+++ BAGIAN DOKUMEN +++

REVIEW - BLACK PHONE 2

Tidak ada komentar

Kalau ada waralaba horor klasik yang pantas diberi kesempatan (lagi) untuk meneror layar lebar, tentu A Nightmare on Elm Street jadi kandidat terkuat dengan segala gagasan inventif miliknya. Belum ada kabar mengenai upaya menghidupkannya kembali, tapi Black Phone 2 adalah hal terdekat yang bisa kita dapat. Scott Derrickson seperti mencurahkan hasrat terpendamnya membuat ulang mahakarya ciptaan Wes Craven tersebut.

+++ DATA TERCATAT +++

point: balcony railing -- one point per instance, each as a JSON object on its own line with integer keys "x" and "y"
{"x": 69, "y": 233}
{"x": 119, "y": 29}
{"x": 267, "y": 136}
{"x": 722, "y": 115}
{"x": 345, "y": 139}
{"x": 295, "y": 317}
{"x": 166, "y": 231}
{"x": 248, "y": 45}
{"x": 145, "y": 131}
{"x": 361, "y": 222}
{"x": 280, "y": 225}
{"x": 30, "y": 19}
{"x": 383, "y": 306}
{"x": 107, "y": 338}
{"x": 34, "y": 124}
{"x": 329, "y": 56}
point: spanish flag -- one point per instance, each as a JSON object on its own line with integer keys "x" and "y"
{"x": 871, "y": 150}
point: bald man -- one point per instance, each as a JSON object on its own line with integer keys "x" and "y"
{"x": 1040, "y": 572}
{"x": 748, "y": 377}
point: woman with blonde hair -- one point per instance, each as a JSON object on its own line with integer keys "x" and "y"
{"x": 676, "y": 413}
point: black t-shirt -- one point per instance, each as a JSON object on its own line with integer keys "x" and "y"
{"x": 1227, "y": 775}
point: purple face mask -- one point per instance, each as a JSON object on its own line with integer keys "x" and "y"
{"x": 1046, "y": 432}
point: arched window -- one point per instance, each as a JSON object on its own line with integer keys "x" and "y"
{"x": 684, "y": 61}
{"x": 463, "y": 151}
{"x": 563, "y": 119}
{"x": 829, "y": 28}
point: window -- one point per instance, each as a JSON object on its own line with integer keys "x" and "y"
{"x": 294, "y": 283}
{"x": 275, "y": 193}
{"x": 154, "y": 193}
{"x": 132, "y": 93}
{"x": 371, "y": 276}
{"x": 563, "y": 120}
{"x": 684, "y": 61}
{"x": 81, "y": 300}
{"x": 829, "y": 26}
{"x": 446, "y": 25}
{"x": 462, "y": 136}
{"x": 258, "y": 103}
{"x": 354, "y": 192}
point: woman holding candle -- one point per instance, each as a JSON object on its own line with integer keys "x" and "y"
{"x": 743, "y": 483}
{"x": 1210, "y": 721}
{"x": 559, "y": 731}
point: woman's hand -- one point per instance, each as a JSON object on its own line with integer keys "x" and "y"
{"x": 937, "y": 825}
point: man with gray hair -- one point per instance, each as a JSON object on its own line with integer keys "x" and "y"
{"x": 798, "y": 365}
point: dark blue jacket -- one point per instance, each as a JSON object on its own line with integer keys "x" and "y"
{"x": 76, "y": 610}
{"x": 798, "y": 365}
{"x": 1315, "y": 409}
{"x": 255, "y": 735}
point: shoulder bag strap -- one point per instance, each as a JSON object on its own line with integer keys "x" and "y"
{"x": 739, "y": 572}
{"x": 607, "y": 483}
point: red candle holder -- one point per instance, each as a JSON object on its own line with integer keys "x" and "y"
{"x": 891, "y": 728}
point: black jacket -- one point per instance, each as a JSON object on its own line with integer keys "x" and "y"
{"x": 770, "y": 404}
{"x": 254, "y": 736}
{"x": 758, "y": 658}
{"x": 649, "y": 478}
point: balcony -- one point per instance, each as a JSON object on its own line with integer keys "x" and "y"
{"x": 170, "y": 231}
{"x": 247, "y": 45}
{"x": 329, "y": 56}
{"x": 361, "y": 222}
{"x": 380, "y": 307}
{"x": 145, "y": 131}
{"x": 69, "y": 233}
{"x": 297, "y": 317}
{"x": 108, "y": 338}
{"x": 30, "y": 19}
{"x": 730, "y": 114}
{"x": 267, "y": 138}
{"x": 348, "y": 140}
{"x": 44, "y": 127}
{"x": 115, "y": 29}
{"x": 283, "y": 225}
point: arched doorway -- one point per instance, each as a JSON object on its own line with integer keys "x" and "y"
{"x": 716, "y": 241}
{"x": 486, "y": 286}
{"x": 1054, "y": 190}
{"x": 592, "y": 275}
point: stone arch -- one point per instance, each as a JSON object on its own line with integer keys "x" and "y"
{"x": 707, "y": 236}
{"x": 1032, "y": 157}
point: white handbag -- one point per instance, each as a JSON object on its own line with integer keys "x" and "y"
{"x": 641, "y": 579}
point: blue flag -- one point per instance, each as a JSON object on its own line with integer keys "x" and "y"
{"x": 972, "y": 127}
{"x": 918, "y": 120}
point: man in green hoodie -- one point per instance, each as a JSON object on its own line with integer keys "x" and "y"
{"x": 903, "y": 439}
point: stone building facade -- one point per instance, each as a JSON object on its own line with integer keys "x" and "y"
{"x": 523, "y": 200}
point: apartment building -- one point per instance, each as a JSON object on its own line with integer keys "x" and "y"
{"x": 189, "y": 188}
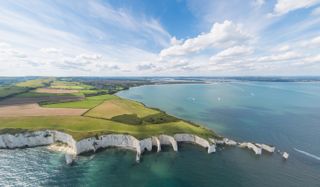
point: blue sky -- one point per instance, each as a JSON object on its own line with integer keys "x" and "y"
{"x": 159, "y": 38}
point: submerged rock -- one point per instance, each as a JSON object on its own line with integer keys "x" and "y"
{"x": 251, "y": 146}
{"x": 69, "y": 158}
{"x": 285, "y": 155}
{"x": 267, "y": 148}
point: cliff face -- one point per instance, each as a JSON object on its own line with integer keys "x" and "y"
{"x": 28, "y": 139}
{"x": 196, "y": 140}
{"x": 40, "y": 138}
{"x": 47, "y": 137}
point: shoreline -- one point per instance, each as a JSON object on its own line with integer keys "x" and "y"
{"x": 63, "y": 142}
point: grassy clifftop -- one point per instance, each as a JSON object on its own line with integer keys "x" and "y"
{"x": 105, "y": 114}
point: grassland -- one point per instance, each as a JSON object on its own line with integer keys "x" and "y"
{"x": 117, "y": 106}
{"x": 37, "y": 83}
{"x": 105, "y": 113}
{"x": 87, "y": 103}
{"x": 82, "y": 127}
{"x": 70, "y": 85}
{"x": 7, "y": 91}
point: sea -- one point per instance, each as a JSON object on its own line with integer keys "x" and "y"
{"x": 283, "y": 114}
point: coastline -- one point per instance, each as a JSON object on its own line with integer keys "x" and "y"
{"x": 63, "y": 142}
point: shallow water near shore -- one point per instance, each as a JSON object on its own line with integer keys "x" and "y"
{"x": 286, "y": 115}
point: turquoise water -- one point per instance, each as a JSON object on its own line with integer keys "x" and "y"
{"x": 284, "y": 114}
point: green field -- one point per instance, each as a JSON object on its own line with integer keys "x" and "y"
{"x": 82, "y": 127}
{"x": 37, "y": 94}
{"x": 11, "y": 90}
{"x": 117, "y": 106}
{"x": 87, "y": 103}
{"x": 37, "y": 83}
{"x": 106, "y": 114}
{"x": 70, "y": 85}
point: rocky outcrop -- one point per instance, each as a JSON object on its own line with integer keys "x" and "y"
{"x": 285, "y": 155}
{"x": 27, "y": 139}
{"x": 72, "y": 147}
{"x": 251, "y": 146}
{"x": 265, "y": 147}
{"x": 69, "y": 158}
{"x": 168, "y": 140}
{"x": 156, "y": 142}
{"x": 229, "y": 142}
{"x": 196, "y": 140}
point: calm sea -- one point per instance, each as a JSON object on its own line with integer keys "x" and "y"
{"x": 286, "y": 115}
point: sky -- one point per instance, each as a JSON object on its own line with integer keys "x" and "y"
{"x": 159, "y": 38}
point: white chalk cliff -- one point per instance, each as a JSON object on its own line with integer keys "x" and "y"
{"x": 73, "y": 147}
{"x": 49, "y": 137}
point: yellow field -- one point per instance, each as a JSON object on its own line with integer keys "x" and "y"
{"x": 116, "y": 107}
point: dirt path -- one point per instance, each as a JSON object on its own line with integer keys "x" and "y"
{"x": 34, "y": 109}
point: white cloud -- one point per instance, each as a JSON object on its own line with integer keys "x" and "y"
{"x": 50, "y": 50}
{"x": 284, "y": 6}
{"x": 235, "y": 51}
{"x": 221, "y": 35}
{"x": 290, "y": 55}
{"x": 311, "y": 43}
{"x": 316, "y": 12}
{"x": 258, "y": 3}
{"x": 283, "y": 48}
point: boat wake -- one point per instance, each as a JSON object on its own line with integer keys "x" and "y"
{"x": 307, "y": 154}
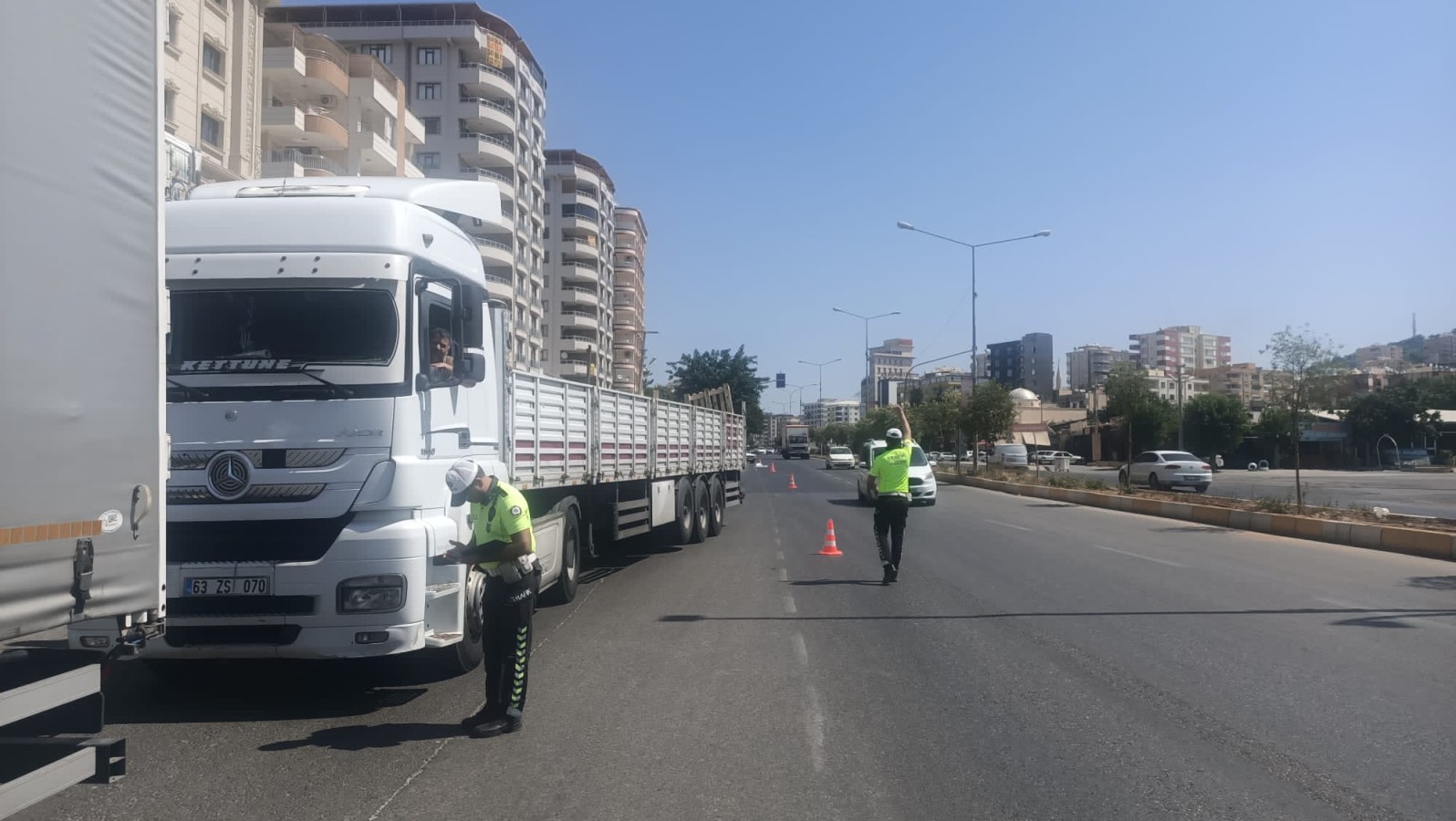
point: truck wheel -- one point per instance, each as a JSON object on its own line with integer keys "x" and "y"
{"x": 701, "y": 511}
{"x": 717, "y": 505}
{"x": 683, "y": 533}
{"x": 566, "y": 587}
{"x": 471, "y": 650}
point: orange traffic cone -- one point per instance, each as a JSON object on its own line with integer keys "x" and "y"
{"x": 830, "y": 544}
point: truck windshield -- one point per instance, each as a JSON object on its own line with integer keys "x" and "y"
{"x": 259, "y": 337}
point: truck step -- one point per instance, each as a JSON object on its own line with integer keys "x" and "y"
{"x": 442, "y": 590}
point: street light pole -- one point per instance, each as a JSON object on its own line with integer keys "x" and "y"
{"x": 869, "y": 370}
{"x": 976, "y": 373}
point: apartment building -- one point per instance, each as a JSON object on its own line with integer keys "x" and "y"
{"x": 481, "y": 98}
{"x": 329, "y": 112}
{"x": 1024, "y": 363}
{"x": 889, "y": 363}
{"x": 580, "y": 230}
{"x": 1246, "y": 381}
{"x": 830, "y": 412}
{"x": 629, "y": 300}
{"x": 212, "y": 95}
{"x": 1089, "y": 366}
{"x": 1181, "y": 345}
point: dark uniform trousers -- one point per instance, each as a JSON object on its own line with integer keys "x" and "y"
{"x": 889, "y": 520}
{"x": 507, "y": 640}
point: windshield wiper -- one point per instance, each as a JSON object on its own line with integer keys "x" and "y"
{"x": 334, "y": 389}
{"x": 188, "y": 390}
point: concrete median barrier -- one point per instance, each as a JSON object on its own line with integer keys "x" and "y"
{"x": 1392, "y": 539}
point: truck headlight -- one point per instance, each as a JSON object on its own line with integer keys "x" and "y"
{"x": 371, "y": 594}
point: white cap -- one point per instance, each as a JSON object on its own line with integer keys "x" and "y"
{"x": 459, "y": 479}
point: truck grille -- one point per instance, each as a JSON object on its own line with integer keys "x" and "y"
{"x": 274, "y": 635}
{"x": 280, "y": 540}
{"x": 244, "y": 606}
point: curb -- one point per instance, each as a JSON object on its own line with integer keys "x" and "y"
{"x": 1412, "y": 542}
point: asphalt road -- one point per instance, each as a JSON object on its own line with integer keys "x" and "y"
{"x": 1037, "y": 660}
{"x": 1404, "y": 493}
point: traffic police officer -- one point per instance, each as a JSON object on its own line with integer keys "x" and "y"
{"x": 889, "y": 488}
{"x": 504, "y": 549}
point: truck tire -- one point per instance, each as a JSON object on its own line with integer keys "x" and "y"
{"x": 701, "y": 511}
{"x": 471, "y": 650}
{"x": 683, "y": 525}
{"x": 717, "y": 505}
{"x": 566, "y": 587}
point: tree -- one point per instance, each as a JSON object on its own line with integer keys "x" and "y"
{"x": 703, "y": 370}
{"x": 1152, "y": 420}
{"x": 989, "y": 412}
{"x": 1399, "y": 412}
{"x": 1309, "y": 367}
{"x": 1214, "y": 424}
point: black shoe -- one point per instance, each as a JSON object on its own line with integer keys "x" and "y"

+++

INSTRUKSI TUGAS »
1. Menurut ulasan Black Phone 2, waralaba horor klasik apa yang menjadi kandidat terkuat untuk kembali meneror layar lebar?
2. Cetak persis bagian ulasan Black Phone 2 yang dimulai dengan "Tidak ada komentar" dan berlanjut sampai "Wes Craven tersebut.".

JAWABAN PER TUGAS »
1. A Nightmare on Elm Street.

2.
Tidak ada komentar

Kalau ada waralaba horor klasik yang pantas diberi kesempatan (lagi) untuk meneror layar lebar, tentu A Nightmare on Elm Street jadi kandidat terkuat dengan segala gagasan inventif miliknya. Belum ada kabar mengenai upaya menghidupkannya kembali, tapi Black Phone 2 adalah hal terdekat yang bisa kita dapat. Scott Derrickson seperti mencurahkan hasrat terpendamnya membuat ulang mahakarya ciptaan Wes Craven tersebut.